Written exercise:
Output as a JSON list of strings, one per line and omitting blank lines, only the part of the lines below that opens with the line containing "on the shoulder" and continues through the end of the records, both ends included.

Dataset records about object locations
□ □ □ □ □ □ □

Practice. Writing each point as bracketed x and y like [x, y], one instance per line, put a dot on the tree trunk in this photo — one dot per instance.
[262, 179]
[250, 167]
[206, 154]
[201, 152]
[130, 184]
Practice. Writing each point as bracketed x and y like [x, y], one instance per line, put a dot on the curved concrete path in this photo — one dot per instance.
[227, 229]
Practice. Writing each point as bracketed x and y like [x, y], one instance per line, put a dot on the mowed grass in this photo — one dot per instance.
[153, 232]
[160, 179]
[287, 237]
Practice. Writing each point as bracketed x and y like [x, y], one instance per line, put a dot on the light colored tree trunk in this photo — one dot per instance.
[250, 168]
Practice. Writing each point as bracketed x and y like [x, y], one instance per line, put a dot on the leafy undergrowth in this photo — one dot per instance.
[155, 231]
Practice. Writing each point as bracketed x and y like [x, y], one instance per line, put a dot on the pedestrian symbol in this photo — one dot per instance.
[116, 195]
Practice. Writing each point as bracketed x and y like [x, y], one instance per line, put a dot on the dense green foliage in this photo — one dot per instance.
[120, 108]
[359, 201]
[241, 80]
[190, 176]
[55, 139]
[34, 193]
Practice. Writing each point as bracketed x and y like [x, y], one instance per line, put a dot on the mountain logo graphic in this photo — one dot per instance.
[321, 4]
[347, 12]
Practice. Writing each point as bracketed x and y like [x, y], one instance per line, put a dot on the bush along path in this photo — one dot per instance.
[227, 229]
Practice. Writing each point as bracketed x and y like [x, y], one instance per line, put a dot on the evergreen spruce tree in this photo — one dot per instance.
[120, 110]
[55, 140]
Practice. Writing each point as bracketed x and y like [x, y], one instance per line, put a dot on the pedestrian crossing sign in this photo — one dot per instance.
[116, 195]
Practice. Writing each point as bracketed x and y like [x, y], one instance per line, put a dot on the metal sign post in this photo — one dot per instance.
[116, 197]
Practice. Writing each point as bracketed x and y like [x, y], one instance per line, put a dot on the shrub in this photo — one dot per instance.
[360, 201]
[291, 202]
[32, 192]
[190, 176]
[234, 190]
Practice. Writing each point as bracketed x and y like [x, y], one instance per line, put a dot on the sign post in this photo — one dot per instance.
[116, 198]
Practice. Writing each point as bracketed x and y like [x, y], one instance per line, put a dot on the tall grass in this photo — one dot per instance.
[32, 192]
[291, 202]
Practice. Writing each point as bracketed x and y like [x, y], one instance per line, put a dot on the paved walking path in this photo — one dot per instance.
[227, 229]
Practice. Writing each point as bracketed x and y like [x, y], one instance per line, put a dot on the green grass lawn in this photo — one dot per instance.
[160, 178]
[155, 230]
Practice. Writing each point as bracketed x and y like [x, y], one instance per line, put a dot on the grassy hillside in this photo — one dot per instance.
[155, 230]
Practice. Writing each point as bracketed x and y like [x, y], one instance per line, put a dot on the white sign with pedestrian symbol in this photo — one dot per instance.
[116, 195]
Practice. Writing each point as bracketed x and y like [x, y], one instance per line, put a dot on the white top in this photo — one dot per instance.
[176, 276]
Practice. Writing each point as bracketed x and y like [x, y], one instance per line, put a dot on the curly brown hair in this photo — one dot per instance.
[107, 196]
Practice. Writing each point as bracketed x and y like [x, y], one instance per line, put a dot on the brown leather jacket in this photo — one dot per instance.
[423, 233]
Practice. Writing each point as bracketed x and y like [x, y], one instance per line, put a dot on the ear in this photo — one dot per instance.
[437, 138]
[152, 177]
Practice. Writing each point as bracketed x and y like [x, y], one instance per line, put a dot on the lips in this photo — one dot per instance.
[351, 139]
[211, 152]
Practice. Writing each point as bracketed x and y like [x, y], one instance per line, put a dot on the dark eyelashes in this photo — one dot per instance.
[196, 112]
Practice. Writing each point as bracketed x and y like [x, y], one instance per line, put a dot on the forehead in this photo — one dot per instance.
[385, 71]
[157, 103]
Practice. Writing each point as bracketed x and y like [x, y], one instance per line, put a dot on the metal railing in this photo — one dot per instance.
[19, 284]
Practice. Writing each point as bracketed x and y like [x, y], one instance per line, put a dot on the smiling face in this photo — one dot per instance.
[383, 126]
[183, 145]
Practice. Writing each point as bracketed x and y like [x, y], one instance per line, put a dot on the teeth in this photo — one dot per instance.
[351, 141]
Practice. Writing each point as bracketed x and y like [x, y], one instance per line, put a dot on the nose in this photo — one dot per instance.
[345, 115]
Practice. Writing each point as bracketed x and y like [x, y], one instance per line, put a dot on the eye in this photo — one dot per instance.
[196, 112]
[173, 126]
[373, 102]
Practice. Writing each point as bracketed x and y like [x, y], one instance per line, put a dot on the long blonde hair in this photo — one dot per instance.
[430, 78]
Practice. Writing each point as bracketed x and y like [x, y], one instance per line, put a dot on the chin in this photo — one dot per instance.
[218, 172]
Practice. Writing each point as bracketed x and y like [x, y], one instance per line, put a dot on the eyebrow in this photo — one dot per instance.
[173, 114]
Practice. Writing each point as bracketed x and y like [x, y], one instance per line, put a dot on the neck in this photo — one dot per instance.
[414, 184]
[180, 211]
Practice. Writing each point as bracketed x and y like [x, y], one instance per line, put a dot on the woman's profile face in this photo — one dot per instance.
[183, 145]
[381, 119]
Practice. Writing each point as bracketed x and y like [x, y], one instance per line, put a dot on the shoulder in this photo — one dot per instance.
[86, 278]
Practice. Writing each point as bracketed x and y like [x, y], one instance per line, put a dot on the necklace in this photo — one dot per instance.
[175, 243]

□ □ □ □ □ □ □

Task answer:
[
  "Practice. Writing each point as bracketed x and y like [x, y], one instance per line, put a dot on the shoulder in this photo — one dot per instance.",
  "[86, 278]",
  "Practice. Writing each point as bracketed x and y like [x, y], one instance per line, put a dot on the necklace in this photo — one dot per instance.",
  "[175, 243]"
]